GIVEN PROBLEM =>
Rewrite all the records, changing "crop scouting" to "field survey" and keeping everything else unchanged. Leave the pictures out of your output.

INPUT ROWS =>
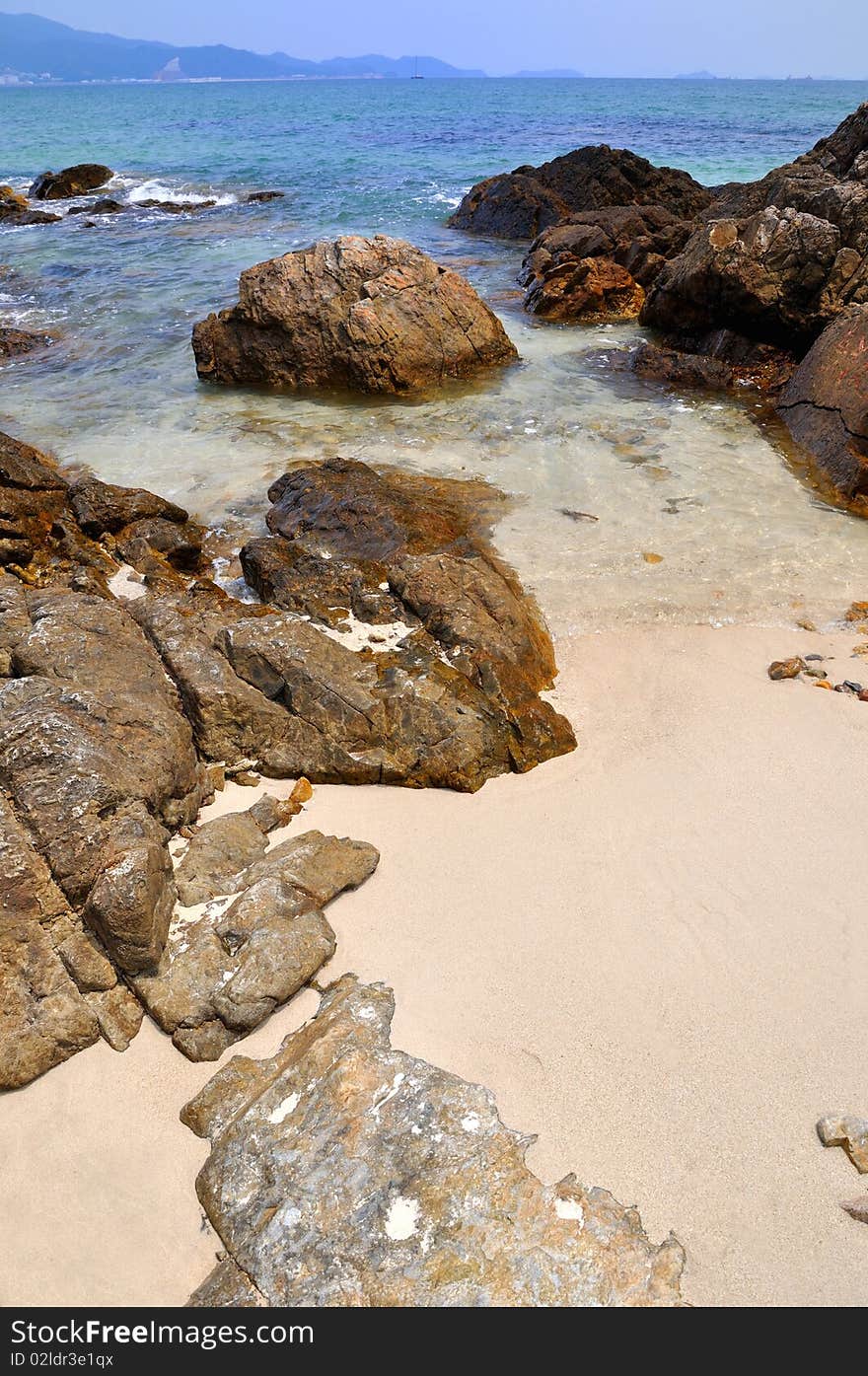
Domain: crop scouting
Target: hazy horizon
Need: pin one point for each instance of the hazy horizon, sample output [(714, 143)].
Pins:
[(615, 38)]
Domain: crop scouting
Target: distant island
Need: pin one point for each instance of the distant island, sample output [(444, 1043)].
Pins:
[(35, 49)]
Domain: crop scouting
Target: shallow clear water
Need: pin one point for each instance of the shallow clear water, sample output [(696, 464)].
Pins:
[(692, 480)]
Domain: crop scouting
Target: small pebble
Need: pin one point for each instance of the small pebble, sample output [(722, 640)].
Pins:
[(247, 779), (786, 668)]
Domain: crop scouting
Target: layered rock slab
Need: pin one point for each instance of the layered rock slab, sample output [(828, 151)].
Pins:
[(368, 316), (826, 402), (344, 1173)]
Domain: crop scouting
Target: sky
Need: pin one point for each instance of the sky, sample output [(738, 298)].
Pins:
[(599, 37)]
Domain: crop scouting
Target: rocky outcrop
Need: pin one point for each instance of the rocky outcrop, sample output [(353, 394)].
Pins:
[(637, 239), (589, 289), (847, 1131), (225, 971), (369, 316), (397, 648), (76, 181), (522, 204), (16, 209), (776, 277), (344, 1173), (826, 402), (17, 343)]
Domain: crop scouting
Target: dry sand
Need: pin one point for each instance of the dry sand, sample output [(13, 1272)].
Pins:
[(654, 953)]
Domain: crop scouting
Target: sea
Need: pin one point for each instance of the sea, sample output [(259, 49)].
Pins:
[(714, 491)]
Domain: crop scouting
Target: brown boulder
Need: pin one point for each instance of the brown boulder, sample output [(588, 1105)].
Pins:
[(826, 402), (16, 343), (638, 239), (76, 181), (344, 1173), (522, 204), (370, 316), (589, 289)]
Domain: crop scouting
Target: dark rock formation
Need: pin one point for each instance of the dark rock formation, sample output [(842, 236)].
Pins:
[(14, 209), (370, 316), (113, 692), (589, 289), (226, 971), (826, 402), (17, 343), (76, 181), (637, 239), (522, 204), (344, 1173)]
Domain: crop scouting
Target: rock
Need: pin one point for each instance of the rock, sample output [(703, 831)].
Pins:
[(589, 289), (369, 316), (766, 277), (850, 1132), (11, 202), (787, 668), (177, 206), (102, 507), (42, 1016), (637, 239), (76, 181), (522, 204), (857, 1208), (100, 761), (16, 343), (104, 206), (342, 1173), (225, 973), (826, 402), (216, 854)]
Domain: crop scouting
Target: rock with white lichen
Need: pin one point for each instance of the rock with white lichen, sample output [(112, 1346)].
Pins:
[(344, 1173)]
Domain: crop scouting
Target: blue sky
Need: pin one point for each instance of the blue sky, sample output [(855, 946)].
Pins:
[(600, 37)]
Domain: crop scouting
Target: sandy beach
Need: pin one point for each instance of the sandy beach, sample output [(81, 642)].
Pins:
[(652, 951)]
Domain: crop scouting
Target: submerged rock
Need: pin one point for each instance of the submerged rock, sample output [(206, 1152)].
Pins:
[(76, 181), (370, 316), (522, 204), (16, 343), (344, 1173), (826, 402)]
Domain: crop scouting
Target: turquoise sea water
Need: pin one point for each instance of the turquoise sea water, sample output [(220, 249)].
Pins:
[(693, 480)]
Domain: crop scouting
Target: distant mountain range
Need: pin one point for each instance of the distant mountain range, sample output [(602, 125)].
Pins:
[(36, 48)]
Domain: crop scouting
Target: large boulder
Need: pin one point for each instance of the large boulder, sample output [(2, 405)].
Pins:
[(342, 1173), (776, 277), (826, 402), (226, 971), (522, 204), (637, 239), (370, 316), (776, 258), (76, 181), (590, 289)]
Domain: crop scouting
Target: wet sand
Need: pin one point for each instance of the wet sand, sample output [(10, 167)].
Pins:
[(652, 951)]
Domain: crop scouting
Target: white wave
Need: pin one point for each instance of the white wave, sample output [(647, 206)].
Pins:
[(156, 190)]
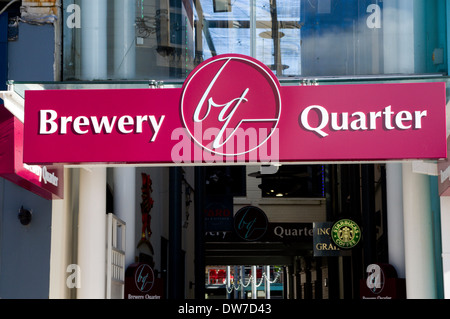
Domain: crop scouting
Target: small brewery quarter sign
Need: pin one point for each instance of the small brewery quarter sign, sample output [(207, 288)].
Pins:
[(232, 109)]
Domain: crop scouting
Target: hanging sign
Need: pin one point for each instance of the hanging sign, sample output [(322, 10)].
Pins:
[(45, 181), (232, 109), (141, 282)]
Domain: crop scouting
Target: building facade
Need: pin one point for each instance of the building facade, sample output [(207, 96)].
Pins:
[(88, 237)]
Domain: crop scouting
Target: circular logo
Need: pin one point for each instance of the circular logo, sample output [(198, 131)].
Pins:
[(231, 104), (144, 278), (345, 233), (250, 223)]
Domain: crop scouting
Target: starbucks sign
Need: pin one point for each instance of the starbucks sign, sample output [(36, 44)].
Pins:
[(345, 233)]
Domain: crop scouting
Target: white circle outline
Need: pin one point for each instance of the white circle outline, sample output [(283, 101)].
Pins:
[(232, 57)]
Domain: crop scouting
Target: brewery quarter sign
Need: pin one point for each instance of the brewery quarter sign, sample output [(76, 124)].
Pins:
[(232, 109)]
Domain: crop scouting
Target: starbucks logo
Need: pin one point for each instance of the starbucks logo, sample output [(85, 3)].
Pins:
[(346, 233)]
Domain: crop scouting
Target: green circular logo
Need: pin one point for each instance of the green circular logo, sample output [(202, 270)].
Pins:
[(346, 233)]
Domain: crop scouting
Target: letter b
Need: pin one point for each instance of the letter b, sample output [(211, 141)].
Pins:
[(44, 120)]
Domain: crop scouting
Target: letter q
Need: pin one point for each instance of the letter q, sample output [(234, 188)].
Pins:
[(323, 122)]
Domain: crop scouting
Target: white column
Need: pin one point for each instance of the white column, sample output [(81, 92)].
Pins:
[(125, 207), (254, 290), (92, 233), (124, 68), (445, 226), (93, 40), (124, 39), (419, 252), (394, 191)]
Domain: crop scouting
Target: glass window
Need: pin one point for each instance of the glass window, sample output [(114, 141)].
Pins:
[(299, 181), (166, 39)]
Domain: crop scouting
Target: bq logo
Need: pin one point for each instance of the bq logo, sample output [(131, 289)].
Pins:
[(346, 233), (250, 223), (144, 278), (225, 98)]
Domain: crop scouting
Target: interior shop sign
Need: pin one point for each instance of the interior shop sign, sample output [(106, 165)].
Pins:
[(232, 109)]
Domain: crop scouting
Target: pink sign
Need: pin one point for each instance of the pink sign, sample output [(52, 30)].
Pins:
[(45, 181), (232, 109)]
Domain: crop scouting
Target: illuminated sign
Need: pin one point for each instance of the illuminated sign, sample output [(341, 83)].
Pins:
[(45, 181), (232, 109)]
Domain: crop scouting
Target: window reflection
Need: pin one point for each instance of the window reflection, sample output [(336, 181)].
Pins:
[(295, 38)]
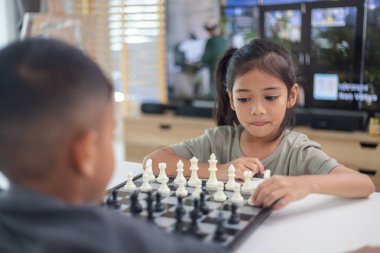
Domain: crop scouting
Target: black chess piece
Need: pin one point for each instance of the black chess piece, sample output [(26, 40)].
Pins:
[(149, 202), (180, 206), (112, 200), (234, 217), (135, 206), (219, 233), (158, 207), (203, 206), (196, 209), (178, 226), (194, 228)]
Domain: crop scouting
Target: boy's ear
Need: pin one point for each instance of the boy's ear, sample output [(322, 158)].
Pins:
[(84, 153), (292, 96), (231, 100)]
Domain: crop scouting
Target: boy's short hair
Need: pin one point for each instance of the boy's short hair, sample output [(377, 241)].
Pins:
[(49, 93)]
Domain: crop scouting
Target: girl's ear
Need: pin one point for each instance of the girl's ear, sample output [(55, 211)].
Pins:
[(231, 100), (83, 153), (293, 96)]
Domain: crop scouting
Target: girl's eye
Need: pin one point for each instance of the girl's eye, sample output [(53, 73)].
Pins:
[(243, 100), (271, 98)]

SOLUTION =>
Domain: field survey
Target: hazy horizon
Need: pin one point for each instance of the hazy horizon, sample output [(714, 143)].
Pins:
[(615, 38)]
Domain: field survey
Target: distant island
Need: pin one point for each instance of the distant island, sample output [(444, 1043)].
Pins:
[(35, 49)]
Domain: field survey
Target: shallow clear water
Need: pin one point for each instance of the shallow clear water, sample output [(696, 464)].
Pins:
[(692, 480)]
Domain: field survey
Target: small pebble
Need: pin one point for each instance of the small pebble, sample output [(722, 640)].
Pins:
[(247, 779), (786, 668)]
Domain: field survey
Target: layered rock slab
Need: pin one point for each instance of the layered rock slab, sample output [(828, 151)].
Pins:
[(368, 316), (826, 402), (344, 1173)]
Domain: field survey
Target: sky
Need: pin one point for each instance of the sky, sample output [(738, 298)].
Pins:
[(599, 37)]
Domain: field survey
Target: rocky outcrop
Need: pin one point for each instance of the rocky outcrop, sample output [(353, 394)].
Pins:
[(637, 239), (589, 289), (847, 1131), (225, 971), (369, 316), (397, 648), (76, 181), (522, 204), (16, 209), (776, 277), (344, 1173), (826, 402), (17, 343)]
Domain: field survey
Target: dry sand
Need: pin one point for each instance of the dry sand, sample output [(13, 1272)].
Pins:
[(654, 953)]
Domain: field survey
Target: sea
Need: pin one point for each instance of the sea, sample output [(259, 49)].
Pins:
[(714, 491)]
Domain: field survey
Target: brown boulder
Need: pin one point for each instance of the brown boulder, sample output [(588, 1105)].
Pins:
[(826, 402), (16, 343), (638, 239), (76, 181), (344, 1173), (522, 204), (370, 316), (589, 289)]
Domain: field survey
Target: dark rock formation
Need: pin one point for each instance of the dark rock formation, sample output [(842, 236)].
Pins:
[(14, 209), (370, 316), (113, 692), (589, 289), (226, 971), (826, 402), (17, 343), (76, 181), (637, 239), (522, 204), (344, 1173)]
Domain: field survey
Target: rock
Need: pin one point for each instance of the rock, sample output [(703, 831)].
Pins:
[(589, 289), (369, 316), (766, 277), (850, 1132), (11, 202), (787, 668), (177, 206), (102, 507), (42, 1016), (637, 239), (76, 181), (522, 204), (857, 1208), (100, 761), (16, 343), (104, 206), (342, 1173), (225, 973), (826, 402), (216, 854)]
Domain: field survey
Target: rock with white lichen
Need: pin one point for each instance of the rock with white lichen, sample output [(112, 1346)].
Pins:
[(344, 1173)]
Domain: field survey
Target: blue sky
Need: pin one point for each instance of the blue sky, sample output [(855, 946)].
Pins:
[(600, 37)]
Domain: field survey
Target: sandy beach
Need: pin one point for each instance of the sandy beach, sample output [(81, 642)].
Pins:
[(652, 951)]
Domain: field survey
Target: submerged rock
Need: pin one point for each instance of the submerged rock, sample output [(206, 1152)].
Pins:
[(76, 181), (370, 316), (522, 204), (16, 343), (344, 1173), (826, 402)]
Domain: field survey
Target: turquoise sea water
Need: pin one point for each instance of the turquoise sea water, sample output [(220, 249)].
Pins:
[(693, 480)]
Domain: field survey
Target: distant mountain range
Need: pin one point for each instance of the distant mountain range, sample output [(602, 125)].
Pins:
[(36, 48)]
Domain: field survey
Target: large boulder
Need: pin one point for each instance of the large boulder, sample output [(2, 405)].
Pins:
[(342, 1173), (776, 277), (826, 402), (226, 971), (522, 204), (637, 239), (370, 316), (776, 258), (76, 181), (590, 289)]
Domain: field survey
Target: wet sand
Need: pin one point for each instance of the wet sand, sample output [(10, 167)].
Pins:
[(652, 951)]
Domain: field survey
Target: white wave
Need: pin one point for each instance of the white wave, sample output [(647, 206)].
Pins:
[(156, 190)]
Domain: field survey
Target: small brewery quarter sign
Need: pin one point for each instance of the small brewery quarter sign, sample output [(207, 288)].
Pins:
[(232, 109)]
Domain: field survey
Target: hanging sign
Need: pin one point for each instance of the hanging sign, sample output [(322, 10)].
Pins:
[(45, 181), (232, 109), (141, 282)]
Domain: field survey
Target: building facade
Need: pin one point for each instance of the building facade, sample output [(207, 96)].
Pins:
[(88, 237)]
Domain: field survey
Target: circular logo
Need: pin one point for each instance of the circular logo, sample output [(198, 131)].
Pins:
[(231, 104), (144, 278), (345, 233), (250, 223)]
Domain: field survey
Target: starbucks sign
Need: pin one point for each instance of the starbucks sign, sample output [(36, 44)].
Pins:
[(345, 233)]
Domain: field survey
Target: white circle outline
Need: pin one point for each instance of the white circle outline, sample output [(283, 101)].
Pins:
[(232, 57)]
Domain: field survey
Target: brewery quarter sign
Need: pin one point for each instance of the brewery quarter sign, sample output [(76, 124)].
Pins:
[(232, 109)]
Domain: field survey
Target: starbucks logo
Need: pin one point for each instance of the starbucks logo, sample output [(85, 3)].
Pins:
[(346, 233)]
Domain: field survey
Target: green circular logo
Need: pin one point for each instance of the green circular logo, sample output [(202, 270)].
Pins:
[(346, 233)]
Domain: field survey
Target: letter b
Need: pin one point for each instance of the letter b, sample output [(211, 141)].
Pins:
[(44, 120)]
Domain: field survey
Target: letter q
Need: pin one point for each instance of the letter q, sample output [(234, 188)].
Pins:
[(323, 122)]
Domain: field survey
Target: white column
Need: pin one point for each instance of the white column, sample output [(81, 92)].
Pins:
[(125, 207), (254, 290), (92, 233), (124, 68), (445, 226), (93, 40), (124, 39), (419, 252), (394, 191)]
Domain: field survey
Target: glass window
Need: pin one point for each instance of the glass window, sample output [(114, 141)].
Pins:
[(299, 181), (166, 39)]
Domain: field survey
Target: bq logo
Need: pin one point for each instance of the bq logo, sample output [(131, 289)].
Pins:
[(346, 233), (250, 223), (144, 278), (225, 98)]
Domain: field survey
Target: interior shop sign
Need: pin one point for each instance of the interior shop sign, sample output [(106, 165)].
Pins:
[(232, 109)]
Domain: field survey
Target: pink sign
Need: pin one point for each instance of the pink sign, sample output [(52, 30)].
Pins:
[(45, 181), (232, 109)]
Domain: field survey
Target: illuminated sign
Need: pin one point for each instance of the illuminated sign, sample output [(341, 83)].
Pins:
[(45, 181), (232, 109)]
Domain: field survey
Target: window reflection
Need: pin one point for each instance of the window reflection, sample output [(336, 181)].
Pins:
[(295, 38)]
Domain: field survey
Target: black chess piece
Need: pin one point for each instance of the black chess piece, sample output [(26, 40)].
Pins:
[(149, 202), (180, 206), (112, 200), (234, 217), (135, 206), (219, 233), (158, 207), (203, 206), (196, 209), (178, 226), (194, 228)]
Domain: field survey
Target: boy's ear
Need: pin one point for each instance of the boy's ear, sample output [(322, 158)].
Pins:
[(84, 153), (292, 96), (231, 100)]
Domain: field survey
Target: boy's short hair
Need: pin one point for each instance of the boy's short hair, sample output [(377, 241)].
Pins:
[(49, 93)]
Domain: field survey
Target: girl's ear
Need: pin one point for each instance of the girl's ear, sample output [(55, 211)].
Pins:
[(231, 100), (83, 153), (293, 96)]
Domain: field survey
Target: girl's eye
Need: pin one point for each instance of the girl's eye, sample output [(53, 73)].
Pins:
[(243, 100), (271, 98)]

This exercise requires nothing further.